## READING PASSAGE
--- Begin ---

Breezy, entertaining characters and a cheeky premise fall prey to too much explanation and an unlikely climax.

An aspiring mystery writer sets out to solve her great-aunt’s murder and inherit an estate.

Twenty-five-year-old Annie Adams has never met her great-aunt Frances, who prefers her small village to busy London. But when a mysterious letter arrives instructing Annie to come to Castle Knoll in Dorset to meet Frances and discuss her role as sole beneficiary of her great-aunt’s estate, Annie can’t resist. Unfortunately, she arrives to find Frances’ worst fears have come true: The elderly woman—who’s been haunted for decades by a fortuneteller’s prediction that this will happen—has been murdered, and her will dictates that she will leave her entire estate to Annie, but only if Annie solves her killing. It’s a cheeky if not exactly believable premise, especially since the local police don’t seem terribly opposed to it. Annie herself is an engaging presence, if a little too blind to the fact that she could be on the killer’s to-do list. Her roll call of suspects is pleasingly long, including but not limited to the local vicar, a one-time paramour of her great-aunt’s; a gardener who grows a lot more than flowers; shady developers and suspicious friends from Frances’ past; and Saxon, Annie’s crafty rival, who inherits the estate himself if he manages to solve the case first. Annie pieces together clues through readings of Frances’ journal, but the story eventually runs aground on the twin rocks of too much explanation and a flimsy climax. Cute dialogue gives way to lengthy exposition, and by the time Frances’ killer is revealed you may well be ready to leave Annie, Dorset, and Castle Knoll behind for the firmer ground of reality. Fans of cozy mysteries are likely to be more forgiving, but if you cast a skeptical eye toward amateur sleuths, this novel won’t change your mind about them.

--- End ---

## EXTRACTED RECORDS
--- Begin ---

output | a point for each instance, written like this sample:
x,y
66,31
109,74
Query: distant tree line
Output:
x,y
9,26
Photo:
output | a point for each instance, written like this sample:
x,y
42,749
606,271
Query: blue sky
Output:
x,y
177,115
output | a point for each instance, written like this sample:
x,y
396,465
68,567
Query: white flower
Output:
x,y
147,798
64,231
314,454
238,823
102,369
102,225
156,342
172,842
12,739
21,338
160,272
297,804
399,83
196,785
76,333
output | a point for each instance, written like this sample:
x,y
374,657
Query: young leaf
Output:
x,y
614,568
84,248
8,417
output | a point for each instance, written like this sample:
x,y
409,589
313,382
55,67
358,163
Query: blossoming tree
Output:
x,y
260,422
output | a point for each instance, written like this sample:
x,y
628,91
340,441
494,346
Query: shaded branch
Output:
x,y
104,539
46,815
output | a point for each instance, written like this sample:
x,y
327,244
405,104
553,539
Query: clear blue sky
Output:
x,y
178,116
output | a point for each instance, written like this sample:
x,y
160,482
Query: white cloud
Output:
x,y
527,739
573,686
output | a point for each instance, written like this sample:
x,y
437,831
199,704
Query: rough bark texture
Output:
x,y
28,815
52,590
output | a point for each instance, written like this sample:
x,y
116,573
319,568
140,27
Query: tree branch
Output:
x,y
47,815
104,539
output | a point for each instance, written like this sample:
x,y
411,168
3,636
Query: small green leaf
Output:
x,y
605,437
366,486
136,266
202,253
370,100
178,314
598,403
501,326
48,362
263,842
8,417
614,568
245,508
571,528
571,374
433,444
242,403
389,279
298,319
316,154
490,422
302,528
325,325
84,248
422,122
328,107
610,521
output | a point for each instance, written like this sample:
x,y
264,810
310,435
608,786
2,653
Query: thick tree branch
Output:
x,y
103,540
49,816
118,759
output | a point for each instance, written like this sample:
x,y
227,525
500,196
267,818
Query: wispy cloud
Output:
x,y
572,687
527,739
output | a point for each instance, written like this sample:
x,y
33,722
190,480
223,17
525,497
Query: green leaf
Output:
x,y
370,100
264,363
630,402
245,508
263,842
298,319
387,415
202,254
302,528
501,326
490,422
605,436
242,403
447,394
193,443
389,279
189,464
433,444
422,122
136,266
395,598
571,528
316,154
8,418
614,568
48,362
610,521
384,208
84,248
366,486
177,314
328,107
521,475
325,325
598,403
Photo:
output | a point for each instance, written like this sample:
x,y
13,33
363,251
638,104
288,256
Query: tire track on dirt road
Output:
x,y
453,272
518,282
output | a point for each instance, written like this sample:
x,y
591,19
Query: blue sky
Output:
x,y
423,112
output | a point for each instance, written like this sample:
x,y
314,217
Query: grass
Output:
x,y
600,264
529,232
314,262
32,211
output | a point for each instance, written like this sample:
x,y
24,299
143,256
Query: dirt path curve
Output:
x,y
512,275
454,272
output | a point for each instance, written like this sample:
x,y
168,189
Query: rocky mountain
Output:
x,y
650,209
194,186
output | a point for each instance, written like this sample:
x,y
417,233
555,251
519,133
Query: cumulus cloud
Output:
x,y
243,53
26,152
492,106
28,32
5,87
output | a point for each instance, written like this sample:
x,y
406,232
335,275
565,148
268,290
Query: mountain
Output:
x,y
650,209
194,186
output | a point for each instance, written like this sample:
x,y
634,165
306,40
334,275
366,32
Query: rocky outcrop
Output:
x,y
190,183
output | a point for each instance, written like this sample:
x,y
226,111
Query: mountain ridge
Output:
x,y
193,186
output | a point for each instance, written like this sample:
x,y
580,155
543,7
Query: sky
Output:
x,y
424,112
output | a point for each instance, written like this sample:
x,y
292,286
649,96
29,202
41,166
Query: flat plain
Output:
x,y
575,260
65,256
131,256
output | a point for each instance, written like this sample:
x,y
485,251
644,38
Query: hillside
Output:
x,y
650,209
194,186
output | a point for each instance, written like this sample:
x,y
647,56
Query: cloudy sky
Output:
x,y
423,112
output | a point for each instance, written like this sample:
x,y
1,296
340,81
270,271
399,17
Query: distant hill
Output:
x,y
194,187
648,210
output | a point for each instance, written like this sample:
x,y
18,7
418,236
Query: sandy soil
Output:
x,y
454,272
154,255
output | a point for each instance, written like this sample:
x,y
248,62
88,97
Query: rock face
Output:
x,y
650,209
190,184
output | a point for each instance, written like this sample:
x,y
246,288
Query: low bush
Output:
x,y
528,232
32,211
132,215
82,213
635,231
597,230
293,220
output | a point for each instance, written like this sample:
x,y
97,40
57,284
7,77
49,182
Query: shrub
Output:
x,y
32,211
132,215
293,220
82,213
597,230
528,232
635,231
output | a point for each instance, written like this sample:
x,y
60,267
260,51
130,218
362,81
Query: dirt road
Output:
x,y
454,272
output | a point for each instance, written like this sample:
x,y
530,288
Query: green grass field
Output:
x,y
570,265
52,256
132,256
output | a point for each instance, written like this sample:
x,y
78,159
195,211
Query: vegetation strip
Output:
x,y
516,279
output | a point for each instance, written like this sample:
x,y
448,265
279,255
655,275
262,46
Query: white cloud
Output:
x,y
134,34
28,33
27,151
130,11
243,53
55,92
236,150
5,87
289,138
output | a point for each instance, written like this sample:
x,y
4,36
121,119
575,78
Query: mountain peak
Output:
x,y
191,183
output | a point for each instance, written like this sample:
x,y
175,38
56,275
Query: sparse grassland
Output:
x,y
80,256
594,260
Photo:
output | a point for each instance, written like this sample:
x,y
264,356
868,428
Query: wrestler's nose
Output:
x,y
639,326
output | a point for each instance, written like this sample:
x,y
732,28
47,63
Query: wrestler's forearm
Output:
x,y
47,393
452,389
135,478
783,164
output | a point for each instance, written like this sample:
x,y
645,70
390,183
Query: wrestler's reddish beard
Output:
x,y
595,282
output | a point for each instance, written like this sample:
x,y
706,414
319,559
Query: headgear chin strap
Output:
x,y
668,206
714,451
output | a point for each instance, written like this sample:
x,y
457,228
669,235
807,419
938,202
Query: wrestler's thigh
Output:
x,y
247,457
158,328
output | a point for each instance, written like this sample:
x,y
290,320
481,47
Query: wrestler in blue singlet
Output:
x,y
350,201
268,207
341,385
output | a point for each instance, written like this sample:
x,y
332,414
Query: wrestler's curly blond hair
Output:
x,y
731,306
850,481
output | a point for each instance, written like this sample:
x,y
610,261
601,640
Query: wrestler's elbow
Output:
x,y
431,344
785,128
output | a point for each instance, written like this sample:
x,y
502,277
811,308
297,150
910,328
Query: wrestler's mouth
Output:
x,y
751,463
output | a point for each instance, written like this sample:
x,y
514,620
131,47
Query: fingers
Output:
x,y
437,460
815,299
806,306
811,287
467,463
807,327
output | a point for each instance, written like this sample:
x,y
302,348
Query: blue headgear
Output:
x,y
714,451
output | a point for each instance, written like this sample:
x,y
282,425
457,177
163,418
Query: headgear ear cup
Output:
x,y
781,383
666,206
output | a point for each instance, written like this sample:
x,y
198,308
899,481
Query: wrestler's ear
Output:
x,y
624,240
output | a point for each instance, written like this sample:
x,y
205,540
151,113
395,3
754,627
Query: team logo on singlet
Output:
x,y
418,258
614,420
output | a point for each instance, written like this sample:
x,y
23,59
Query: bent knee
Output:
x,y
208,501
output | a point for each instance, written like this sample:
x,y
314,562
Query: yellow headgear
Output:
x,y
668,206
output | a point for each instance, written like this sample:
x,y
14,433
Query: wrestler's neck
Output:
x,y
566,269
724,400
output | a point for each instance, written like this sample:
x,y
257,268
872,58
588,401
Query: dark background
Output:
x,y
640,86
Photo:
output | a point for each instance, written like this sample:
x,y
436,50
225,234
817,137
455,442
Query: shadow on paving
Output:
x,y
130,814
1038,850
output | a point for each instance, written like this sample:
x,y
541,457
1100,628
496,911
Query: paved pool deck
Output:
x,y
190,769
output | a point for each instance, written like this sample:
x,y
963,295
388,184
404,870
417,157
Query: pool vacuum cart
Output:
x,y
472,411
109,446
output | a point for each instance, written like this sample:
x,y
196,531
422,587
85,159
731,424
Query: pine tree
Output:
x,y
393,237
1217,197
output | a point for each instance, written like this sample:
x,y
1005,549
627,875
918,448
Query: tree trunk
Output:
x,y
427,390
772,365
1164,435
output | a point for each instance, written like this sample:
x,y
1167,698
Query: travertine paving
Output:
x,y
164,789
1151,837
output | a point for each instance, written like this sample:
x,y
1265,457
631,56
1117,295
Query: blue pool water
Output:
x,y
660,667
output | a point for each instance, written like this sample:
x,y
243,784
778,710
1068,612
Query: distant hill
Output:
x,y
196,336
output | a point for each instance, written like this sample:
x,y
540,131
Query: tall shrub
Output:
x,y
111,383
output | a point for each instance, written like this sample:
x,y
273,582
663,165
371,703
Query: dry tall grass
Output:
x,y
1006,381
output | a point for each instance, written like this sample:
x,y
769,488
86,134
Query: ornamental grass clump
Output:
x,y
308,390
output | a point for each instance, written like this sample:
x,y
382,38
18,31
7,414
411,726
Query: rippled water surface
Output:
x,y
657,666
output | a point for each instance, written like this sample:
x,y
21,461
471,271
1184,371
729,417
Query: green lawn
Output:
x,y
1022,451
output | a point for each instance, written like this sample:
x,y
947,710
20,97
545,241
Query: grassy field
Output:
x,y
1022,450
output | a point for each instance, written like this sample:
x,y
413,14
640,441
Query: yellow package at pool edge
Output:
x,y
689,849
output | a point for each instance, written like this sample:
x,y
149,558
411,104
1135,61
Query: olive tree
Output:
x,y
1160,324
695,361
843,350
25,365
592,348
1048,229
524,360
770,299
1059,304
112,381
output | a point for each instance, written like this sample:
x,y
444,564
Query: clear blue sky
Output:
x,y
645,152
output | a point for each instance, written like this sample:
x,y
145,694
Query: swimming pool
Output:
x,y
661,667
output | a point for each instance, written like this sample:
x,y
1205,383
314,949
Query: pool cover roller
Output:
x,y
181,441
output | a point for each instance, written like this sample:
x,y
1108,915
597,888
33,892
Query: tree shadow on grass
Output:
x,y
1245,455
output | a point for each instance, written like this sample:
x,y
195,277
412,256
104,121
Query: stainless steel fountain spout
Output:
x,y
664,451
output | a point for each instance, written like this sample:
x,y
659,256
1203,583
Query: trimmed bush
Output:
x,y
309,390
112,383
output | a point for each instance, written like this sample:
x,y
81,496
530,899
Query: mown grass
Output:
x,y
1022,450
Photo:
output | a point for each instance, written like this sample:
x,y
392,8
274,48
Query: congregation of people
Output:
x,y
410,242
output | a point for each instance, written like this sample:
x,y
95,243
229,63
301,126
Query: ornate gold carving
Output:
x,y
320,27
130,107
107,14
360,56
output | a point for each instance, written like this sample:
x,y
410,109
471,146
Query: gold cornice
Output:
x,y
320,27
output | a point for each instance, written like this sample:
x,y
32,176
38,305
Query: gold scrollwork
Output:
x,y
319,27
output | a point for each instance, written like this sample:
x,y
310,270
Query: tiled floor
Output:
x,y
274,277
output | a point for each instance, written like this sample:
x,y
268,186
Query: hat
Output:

--- End ---

## GIVEN EXERCISE 1
In the review, write out the passage from "Breezy, entertaining characters" to "inherit an estate.".
## GIVEN EXERCISE 2
According to the review, in which county is Castle Knoll located?

## COMPLETE RESPONSE 1
Breezy, entertaining characters and a cheeky premise fall prey to too much explanation and an unlikely climax.

An aspiring mystery writer sets out to solve her great-aunt’s murder and inherit an estate.

## COMPLETE RESPONSE 2
Dorset